■ BRIEF:
Continue the forum thread below on works that showcase cello pizzicato, picking up after its final post.

■ DOCUMENT TEXT:
# # # #
# Works that Showcase Cello Pizzicato



## Captainnumber36 (Jan 19, 2017)

SSIA.

Thanks in advance.


----------



## Rogerx (Apr 27, 2018)

Captainnumber36 said:


> SSIA.
> 
> Thanks in advance.


Captain, I really don't know, but if you copy past your question with your curser you get some fascinating articles. 
I would copy / past it for you with pleasure but the copyright rules......


----------



## mikeh375 (Sep 7, 2017)

Britten Cello Suite no1, 3rd mvt. A Spanish infused Serenata using ordinary, arpeggiated, glissando and left hand pizz....starts at 10'10"


----------



## RussianFlute (Jul 26, 2021)

Opening of Kabalevsky Cello Concerto No.2. 
It's not the whole piece, but a significant intro to it.
# # # #
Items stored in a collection
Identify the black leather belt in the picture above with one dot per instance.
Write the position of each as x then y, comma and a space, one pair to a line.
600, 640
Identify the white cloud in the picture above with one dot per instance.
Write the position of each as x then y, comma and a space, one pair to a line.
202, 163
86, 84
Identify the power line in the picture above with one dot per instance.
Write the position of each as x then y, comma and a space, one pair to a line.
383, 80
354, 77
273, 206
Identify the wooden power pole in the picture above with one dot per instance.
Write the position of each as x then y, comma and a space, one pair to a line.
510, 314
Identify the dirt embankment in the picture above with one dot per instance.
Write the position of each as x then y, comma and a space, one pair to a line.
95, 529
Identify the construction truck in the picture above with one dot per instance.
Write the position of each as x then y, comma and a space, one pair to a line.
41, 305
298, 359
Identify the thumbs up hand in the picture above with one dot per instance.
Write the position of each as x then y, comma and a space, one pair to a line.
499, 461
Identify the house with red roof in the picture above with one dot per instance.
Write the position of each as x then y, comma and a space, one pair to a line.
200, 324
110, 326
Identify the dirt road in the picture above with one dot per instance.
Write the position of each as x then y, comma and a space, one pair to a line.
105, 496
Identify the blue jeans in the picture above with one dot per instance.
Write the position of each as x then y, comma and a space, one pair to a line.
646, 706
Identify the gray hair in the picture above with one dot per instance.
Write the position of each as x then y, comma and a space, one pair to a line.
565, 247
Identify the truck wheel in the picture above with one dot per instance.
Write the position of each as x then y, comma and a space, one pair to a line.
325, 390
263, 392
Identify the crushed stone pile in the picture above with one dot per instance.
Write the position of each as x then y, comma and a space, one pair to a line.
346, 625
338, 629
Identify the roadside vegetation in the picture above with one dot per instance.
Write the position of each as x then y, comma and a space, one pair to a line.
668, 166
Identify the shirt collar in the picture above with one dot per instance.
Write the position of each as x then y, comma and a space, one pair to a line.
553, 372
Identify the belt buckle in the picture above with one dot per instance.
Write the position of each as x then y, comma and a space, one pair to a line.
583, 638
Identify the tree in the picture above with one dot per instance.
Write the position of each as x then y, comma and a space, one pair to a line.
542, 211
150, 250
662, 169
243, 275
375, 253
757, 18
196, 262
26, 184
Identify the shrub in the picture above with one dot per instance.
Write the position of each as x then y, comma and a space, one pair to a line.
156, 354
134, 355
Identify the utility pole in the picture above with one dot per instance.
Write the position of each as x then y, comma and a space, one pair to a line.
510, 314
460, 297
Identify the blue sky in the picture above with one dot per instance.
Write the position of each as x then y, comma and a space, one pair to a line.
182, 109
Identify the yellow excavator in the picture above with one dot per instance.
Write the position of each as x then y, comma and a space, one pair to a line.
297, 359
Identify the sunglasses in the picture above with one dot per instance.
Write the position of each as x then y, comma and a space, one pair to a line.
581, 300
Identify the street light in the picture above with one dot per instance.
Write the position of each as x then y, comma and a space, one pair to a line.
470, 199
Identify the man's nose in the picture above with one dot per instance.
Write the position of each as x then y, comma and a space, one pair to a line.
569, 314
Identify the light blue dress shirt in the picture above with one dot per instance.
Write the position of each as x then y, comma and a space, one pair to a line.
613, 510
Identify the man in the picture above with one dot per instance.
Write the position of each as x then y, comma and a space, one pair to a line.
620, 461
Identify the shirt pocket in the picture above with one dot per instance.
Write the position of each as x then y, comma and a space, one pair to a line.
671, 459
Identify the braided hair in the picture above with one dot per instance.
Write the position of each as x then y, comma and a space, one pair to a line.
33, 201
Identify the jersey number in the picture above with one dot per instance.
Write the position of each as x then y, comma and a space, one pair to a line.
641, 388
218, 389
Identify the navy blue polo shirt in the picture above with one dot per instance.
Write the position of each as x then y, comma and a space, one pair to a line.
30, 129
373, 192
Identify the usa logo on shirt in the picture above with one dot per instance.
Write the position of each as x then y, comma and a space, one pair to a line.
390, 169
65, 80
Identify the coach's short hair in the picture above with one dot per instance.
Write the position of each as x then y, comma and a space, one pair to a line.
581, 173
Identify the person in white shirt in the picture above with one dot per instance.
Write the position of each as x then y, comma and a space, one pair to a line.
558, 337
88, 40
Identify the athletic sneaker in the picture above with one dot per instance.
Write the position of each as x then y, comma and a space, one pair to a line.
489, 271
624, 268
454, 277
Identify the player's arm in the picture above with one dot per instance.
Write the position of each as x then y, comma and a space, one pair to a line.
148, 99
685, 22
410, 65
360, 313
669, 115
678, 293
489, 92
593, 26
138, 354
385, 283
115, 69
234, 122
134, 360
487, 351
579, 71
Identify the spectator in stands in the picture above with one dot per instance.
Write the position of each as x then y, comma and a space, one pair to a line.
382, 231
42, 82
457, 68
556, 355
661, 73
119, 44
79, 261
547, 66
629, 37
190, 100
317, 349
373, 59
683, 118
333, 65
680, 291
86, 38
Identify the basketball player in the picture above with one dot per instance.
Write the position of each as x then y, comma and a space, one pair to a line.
# # # #
■ OUTPUT OF THE EXERCISE:
----------



## Animal the Drummer (Nov 14, 2015)

As an aside I once told somebody "pizzicato" was the Italian for "pussycat" and had 'em believing it for a spell.


----------



## NoCoPilot (Nov 9, 2020)




----------



## Malx (Jun 18, 2017)

Animal the Drummer said:


> As an aside I once told somebody "pizzicato" was the Italian for "pussycat" and had 'em believing it for a spell.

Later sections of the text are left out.